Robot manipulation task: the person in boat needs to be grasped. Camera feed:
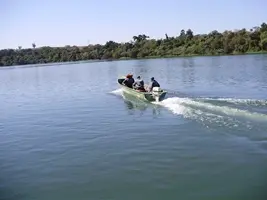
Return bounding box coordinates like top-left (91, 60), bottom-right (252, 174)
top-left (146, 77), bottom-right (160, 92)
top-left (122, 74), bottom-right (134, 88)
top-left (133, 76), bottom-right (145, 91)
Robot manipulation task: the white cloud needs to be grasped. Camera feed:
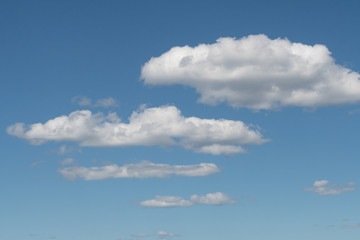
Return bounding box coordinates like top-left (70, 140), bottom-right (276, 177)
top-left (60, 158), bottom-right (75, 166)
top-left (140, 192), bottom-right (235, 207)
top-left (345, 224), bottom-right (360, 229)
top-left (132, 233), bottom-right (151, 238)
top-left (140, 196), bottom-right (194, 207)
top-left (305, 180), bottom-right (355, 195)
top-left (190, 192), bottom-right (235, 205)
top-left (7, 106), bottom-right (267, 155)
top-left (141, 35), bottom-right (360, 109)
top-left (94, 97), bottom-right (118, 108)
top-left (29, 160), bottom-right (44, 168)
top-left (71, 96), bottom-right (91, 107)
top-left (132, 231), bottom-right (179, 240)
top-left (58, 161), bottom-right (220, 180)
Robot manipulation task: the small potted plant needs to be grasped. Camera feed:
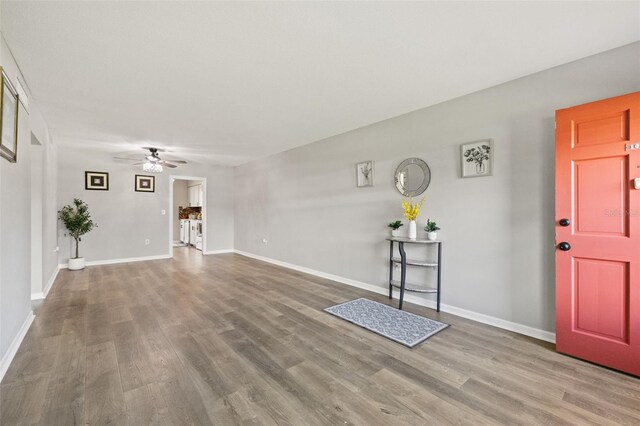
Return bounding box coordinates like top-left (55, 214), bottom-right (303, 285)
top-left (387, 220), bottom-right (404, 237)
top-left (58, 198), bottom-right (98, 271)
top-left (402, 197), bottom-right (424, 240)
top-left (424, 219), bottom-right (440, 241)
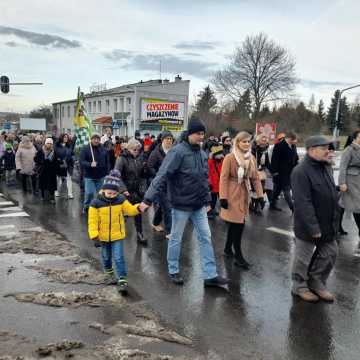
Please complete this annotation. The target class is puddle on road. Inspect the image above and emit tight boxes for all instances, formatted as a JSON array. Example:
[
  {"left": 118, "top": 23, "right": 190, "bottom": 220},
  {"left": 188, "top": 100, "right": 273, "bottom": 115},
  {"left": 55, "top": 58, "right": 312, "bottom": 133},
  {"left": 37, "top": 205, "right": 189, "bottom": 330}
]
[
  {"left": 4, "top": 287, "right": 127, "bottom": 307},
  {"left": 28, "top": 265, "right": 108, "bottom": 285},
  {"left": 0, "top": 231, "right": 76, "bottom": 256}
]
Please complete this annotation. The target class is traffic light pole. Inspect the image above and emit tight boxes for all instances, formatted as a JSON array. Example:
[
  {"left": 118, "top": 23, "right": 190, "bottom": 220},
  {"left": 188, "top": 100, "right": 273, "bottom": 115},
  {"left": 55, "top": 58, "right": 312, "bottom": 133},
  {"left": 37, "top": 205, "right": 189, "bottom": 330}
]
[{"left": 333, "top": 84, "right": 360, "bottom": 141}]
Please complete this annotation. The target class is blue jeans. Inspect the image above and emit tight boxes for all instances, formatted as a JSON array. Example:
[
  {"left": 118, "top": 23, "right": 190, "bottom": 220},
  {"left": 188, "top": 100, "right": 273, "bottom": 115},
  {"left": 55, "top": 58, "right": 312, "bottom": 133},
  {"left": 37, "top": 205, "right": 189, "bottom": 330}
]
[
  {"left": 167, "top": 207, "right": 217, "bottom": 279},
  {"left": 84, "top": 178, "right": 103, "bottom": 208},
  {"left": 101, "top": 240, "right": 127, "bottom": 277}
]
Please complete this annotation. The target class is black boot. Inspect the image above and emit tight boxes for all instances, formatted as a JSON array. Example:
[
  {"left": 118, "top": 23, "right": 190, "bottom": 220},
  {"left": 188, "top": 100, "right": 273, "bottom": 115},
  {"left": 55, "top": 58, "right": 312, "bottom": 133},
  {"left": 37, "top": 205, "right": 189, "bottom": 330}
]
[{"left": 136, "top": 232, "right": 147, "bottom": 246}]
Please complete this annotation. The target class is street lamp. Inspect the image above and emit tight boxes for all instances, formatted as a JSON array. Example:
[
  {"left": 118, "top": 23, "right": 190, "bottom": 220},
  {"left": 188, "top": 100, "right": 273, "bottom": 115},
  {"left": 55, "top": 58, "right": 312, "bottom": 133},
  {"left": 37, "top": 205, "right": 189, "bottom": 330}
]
☆ ☆ ☆ ☆ ☆ ☆ ☆
* **What is needed**
Please recast every line of all the records above as a JSON list of strings, one string per line, leaving out blank lines and the pictures.

* **Result below**
[
  "Robot manipulation task: the person in boat needs to be grasped. Camera feed:",
  "Return bounding box coordinates like top-left (91, 60), bottom-right (252, 174)",
  "top-left (146, 77), bottom-right (160, 92)",
  "top-left (122, 74), bottom-right (134, 88)",
  "top-left (133, 76), bottom-right (145, 91)",
  "Robot manipulation task: the white cloud needs to be grasped. Camera feed:",
  "Return bounding box coordinates like top-left (70, 140), bottom-right (276, 177)",
  "top-left (60, 158), bottom-right (75, 166)",
  "top-left (140, 192), bottom-right (235, 207)",
  "top-left (345, 224), bottom-right (360, 229)",
  "top-left (132, 233), bottom-right (151, 238)",
  "top-left (140, 196), bottom-right (194, 207)",
  "top-left (305, 180), bottom-right (355, 195)",
  "top-left (190, 192), bottom-right (235, 205)",
  "top-left (7, 106), bottom-right (267, 155)",
  "top-left (141, 35), bottom-right (360, 109)",
  "top-left (94, 97), bottom-right (118, 108)",
  "top-left (29, 160), bottom-right (44, 168)",
  "top-left (71, 96), bottom-right (91, 107)",
  "top-left (132, 231), bottom-right (179, 240)",
  "top-left (58, 161), bottom-right (220, 180)",
  "Robot manipulation task: the small potted plant needs to be grasped. Camera feed:",
  "Return bounding box coordinates like top-left (55, 214), bottom-right (303, 285)",
  "top-left (387, 220), bottom-right (404, 237)",
  "top-left (58, 198), bottom-right (98, 271)",
  "top-left (402, 197), bottom-right (424, 240)",
  "top-left (424, 219), bottom-right (440, 241)",
  "Please complete this annotation. The target class is puddle on road. Inspect the image above and emit tight boxes for all instances, formatted as a JSON array. Example:",
  "[",
  "  {\"left\": 118, \"top\": 23, \"right\": 190, \"bottom\": 220},",
  "  {\"left\": 188, \"top\": 100, \"right\": 273, \"bottom\": 115},",
  "  {\"left\": 55, \"top\": 58, \"right\": 312, \"bottom\": 133},",
  "  {\"left\": 37, \"top\": 205, \"right\": 189, \"bottom\": 330}",
  "]",
  "[",
  "  {\"left\": 4, \"top\": 287, \"right\": 127, \"bottom\": 307},",
  "  {\"left\": 28, \"top\": 265, \"right\": 108, \"bottom\": 285},",
  "  {\"left\": 0, \"top\": 231, \"right\": 76, \"bottom\": 256}",
  "]",
  "Please complete this annotation. The target class is traffic light pole. Inspect the image above and emit tight boxes for all instances, formatted as a JSON array. Example:",
  "[",
  "  {\"left\": 118, \"top\": 23, \"right\": 190, \"bottom\": 220},",
  "  {\"left\": 188, \"top\": 100, \"right\": 273, \"bottom\": 115},",
  "  {\"left\": 55, \"top\": 58, \"right\": 312, \"bottom\": 133},",
  "  {\"left\": 37, \"top\": 205, \"right\": 189, \"bottom\": 330}",
  "]",
  "[{\"left\": 333, \"top\": 84, \"right\": 360, \"bottom\": 141}]",
  "Please complete this annotation. The target class is blue jeans. Inspect the image above and emit tight boxes for all instances, formatted as a JSON array. Example:",
  "[",
  "  {\"left\": 118, \"top\": 23, \"right\": 190, \"bottom\": 220},",
  "  {\"left\": 188, \"top\": 100, \"right\": 273, \"bottom\": 115},",
  "  {\"left\": 55, \"top\": 58, \"right\": 312, \"bottom\": 133},",
  "  {\"left\": 37, \"top\": 205, \"right\": 189, \"bottom\": 330}",
  "]",
  "[",
  "  {\"left\": 167, \"top\": 207, \"right\": 217, \"bottom\": 279},",
  "  {\"left\": 84, \"top\": 178, \"right\": 103, \"bottom\": 208},",
  "  {\"left\": 101, \"top\": 240, \"right\": 127, \"bottom\": 277}",
  "]",
  "Please complete this annotation. The target class is black boot. Inspect the image above and emit tight boxes for all instances, formatted as a JSON array. Example:",
  "[",
  "  {\"left\": 118, \"top\": 23, \"right\": 190, \"bottom\": 220},",
  "  {\"left\": 188, \"top\": 100, \"right\": 273, \"bottom\": 115},",
  "  {\"left\": 55, \"top\": 58, \"right\": 312, \"bottom\": 133},",
  "  {\"left\": 37, \"top\": 205, \"right\": 189, \"bottom\": 330}",
  "]",
  "[{\"left\": 136, \"top\": 232, \"right\": 147, \"bottom\": 246}]",
  "Please complete this annotation. The target class is street lamp. Inspect the image above and emit tight boxes for all instances, formatted as a JSON array. Example:",
  "[",
  "  {\"left\": 118, \"top\": 23, \"right\": 190, \"bottom\": 220},",
  "  {\"left\": 188, \"top\": 100, \"right\": 273, \"bottom\": 115},",
  "  {\"left\": 55, \"top\": 58, \"right\": 312, \"bottom\": 133},",
  "  {\"left\": 37, \"top\": 205, \"right\": 189, \"bottom\": 330}",
  "]"
]